- **Required work**: Starting with the first line, output the data exactly through to the end.

Stored items:
● ● ● ● ●

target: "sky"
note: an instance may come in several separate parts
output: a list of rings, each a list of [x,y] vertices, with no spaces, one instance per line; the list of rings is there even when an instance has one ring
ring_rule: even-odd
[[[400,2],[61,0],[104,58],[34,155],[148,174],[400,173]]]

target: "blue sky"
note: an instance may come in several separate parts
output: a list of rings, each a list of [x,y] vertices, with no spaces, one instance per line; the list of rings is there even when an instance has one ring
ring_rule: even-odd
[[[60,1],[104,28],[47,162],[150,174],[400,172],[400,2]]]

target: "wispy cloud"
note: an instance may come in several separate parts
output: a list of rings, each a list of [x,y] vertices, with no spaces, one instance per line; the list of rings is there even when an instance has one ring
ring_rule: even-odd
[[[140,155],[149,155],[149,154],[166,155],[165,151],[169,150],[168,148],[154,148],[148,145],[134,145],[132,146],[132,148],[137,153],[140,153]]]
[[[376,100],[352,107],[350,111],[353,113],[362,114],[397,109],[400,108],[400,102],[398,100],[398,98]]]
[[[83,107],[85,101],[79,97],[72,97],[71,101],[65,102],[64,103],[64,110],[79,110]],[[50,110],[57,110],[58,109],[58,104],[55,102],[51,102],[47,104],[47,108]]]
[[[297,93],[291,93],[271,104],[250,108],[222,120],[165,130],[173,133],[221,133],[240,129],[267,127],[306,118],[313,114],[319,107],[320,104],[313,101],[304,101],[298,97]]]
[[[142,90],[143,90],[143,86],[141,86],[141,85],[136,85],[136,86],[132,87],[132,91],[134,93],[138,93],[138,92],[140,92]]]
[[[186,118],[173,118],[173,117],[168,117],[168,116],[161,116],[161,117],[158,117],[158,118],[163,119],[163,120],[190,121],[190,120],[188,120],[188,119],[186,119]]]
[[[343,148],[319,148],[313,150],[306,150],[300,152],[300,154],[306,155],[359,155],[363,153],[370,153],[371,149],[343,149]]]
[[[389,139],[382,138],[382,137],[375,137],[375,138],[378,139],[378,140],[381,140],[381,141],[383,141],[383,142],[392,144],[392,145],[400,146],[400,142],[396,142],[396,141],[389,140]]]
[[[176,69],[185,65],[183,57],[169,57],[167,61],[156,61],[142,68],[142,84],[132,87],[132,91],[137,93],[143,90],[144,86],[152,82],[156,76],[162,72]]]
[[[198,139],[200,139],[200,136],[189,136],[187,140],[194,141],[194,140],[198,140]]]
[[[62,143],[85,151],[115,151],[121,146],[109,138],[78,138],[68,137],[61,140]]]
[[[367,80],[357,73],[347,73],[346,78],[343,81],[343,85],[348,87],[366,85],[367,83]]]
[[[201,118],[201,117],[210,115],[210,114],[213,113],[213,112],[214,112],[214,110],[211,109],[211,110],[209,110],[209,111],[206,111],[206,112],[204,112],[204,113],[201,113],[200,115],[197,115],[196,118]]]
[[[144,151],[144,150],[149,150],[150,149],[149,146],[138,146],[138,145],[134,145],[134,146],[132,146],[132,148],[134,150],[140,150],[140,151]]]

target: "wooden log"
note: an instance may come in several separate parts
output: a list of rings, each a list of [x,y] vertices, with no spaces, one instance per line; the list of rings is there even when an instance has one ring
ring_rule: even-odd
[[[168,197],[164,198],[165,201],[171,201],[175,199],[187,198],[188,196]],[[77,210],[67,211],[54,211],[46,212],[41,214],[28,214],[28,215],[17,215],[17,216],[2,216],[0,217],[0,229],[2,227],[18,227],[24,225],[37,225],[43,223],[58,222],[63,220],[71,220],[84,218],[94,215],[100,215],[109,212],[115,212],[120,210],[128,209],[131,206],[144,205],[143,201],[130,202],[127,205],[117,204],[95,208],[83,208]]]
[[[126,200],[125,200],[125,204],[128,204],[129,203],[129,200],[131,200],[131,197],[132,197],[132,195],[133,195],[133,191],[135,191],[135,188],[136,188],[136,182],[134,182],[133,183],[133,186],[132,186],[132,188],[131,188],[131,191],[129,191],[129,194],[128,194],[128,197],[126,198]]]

● ● ● ● ●

- **Result**:
target: "sky"
note: an instance may come in several separate parts
output: a list of rings, each a list of [x,y] vertices, with no spaces, one instance per line; the list of rings is there even when an instance has one ring
ring_rule: even-odd
[[[400,2],[61,0],[104,58],[34,155],[148,174],[400,173]]]

target: "blue sky"
note: an instance may come in several separate parts
output: a list of rings, each a list of [x,y] vertices, with no spaces, one instance per line; the list of rings is there even when an instance has one ring
ring_rule: even-odd
[[[60,1],[104,28],[47,162],[150,174],[400,172],[400,2]]]

target: "wispy cloud"
note: an instance may come in several separate parts
output: a list of rings, each a list of [x,y] vertices, with no spaces, one instance per line; the list of rings is there even when an instance has one ring
ring_rule: even-odd
[[[140,155],[149,155],[149,154],[166,155],[165,151],[169,150],[168,148],[154,148],[148,145],[134,145],[132,146],[132,148],[137,153],[140,153]]]
[[[376,100],[352,107],[350,111],[353,113],[362,114],[397,109],[400,108],[400,102],[398,100],[398,98]]]
[[[83,107],[85,101],[79,97],[72,97],[71,101],[65,102],[64,103],[64,110],[79,110]],[[50,110],[57,110],[58,109],[58,104],[55,102],[51,102],[47,104],[47,108]]]
[[[297,93],[291,93],[271,104],[250,108],[222,120],[165,130],[173,133],[221,133],[240,129],[267,127],[306,118],[313,114],[319,107],[320,104],[313,101],[304,101],[298,97]]]
[[[142,90],[143,90],[143,86],[141,86],[141,85],[136,85],[136,86],[132,87],[132,91],[134,93],[138,93],[138,92],[140,92]]]
[[[186,118],[173,118],[173,117],[168,117],[168,116],[161,116],[161,117],[158,117],[158,118],[163,119],[163,120],[190,121],[190,120],[188,120],[188,119],[186,119]]]
[[[343,148],[319,148],[313,150],[306,150],[300,152],[300,154],[306,155],[359,155],[363,153],[370,153],[371,149],[343,149]]]
[[[389,139],[382,138],[382,137],[375,137],[375,138],[378,139],[378,140],[381,140],[381,141],[383,141],[383,142],[392,144],[392,145],[400,146],[400,142],[396,142],[396,141],[389,140]]]
[[[176,69],[185,65],[183,57],[169,57],[167,61],[156,61],[142,68],[142,84],[132,87],[132,91],[137,93],[143,90],[144,86],[152,82],[156,76],[162,72]]]
[[[198,139],[200,139],[200,136],[189,136],[187,140],[194,141],[194,140],[198,140]]]
[[[62,143],[85,151],[115,151],[121,146],[109,138],[78,138],[68,137],[61,140]]]
[[[367,80],[357,73],[347,73],[346,78],[343,81],[343,85],[348,87],[366,85],[367,83]]]
[[[201,118],[201,117],[210,115],[210,114],[213,113],[213,112],[214,112],[214,110],[211,109],[211,110],[209,110],[209,111],[206,111],[206,112],[204,112],[204,113],[201,113],[200,115],[197,115],[196,118]]]
[[[144,151],[144,150],[149,150],[150,149],[149,146],[138,146],[138,145],[134,145],[134,146],[132,146],[132,148],[134,150],[140,150],[140,151]]]

target: "wooden log"
note: an instance may come in several separate parts
output: a list of rings, each a list of [x,y] vertices, with no spaces, one instance per line; the list of rings is there even when an instance has one ring
ring_rule: even-odd
[[[168,197],[164,198],[165,201],[171,201],[175,199],[187,198],[188,196]],[[77,210],[67,211],[54,211],[46,212],[41,214],[28,214],[28,215],[17,215],[17,216],[2,216],[0,217],[0,229],[2,227],[18,227],[24,225],[37,225],[43,223],[58,222],[63,220],[71,220],[84,218],[94,215],[100,215],[109,212],[115,212],[120,210],[128,209],[131,206],[144,205],[143,201],[130,202],[127,205],[117,204],[95,208],[83,208]]]
[[[126,200],[125,200],[125,204],[128,204],[129,203],[129,200],[131,200],[131,197],[132,197],[132,195],[133,195],[133,191],[135,191],[135,188],[136,188],[136,182],[134,182],[133,183],[133,186],[132,186],[132,188],[131,188],[131,191],[129,191],[129,194],[128,194],[128,197],[126,198]]]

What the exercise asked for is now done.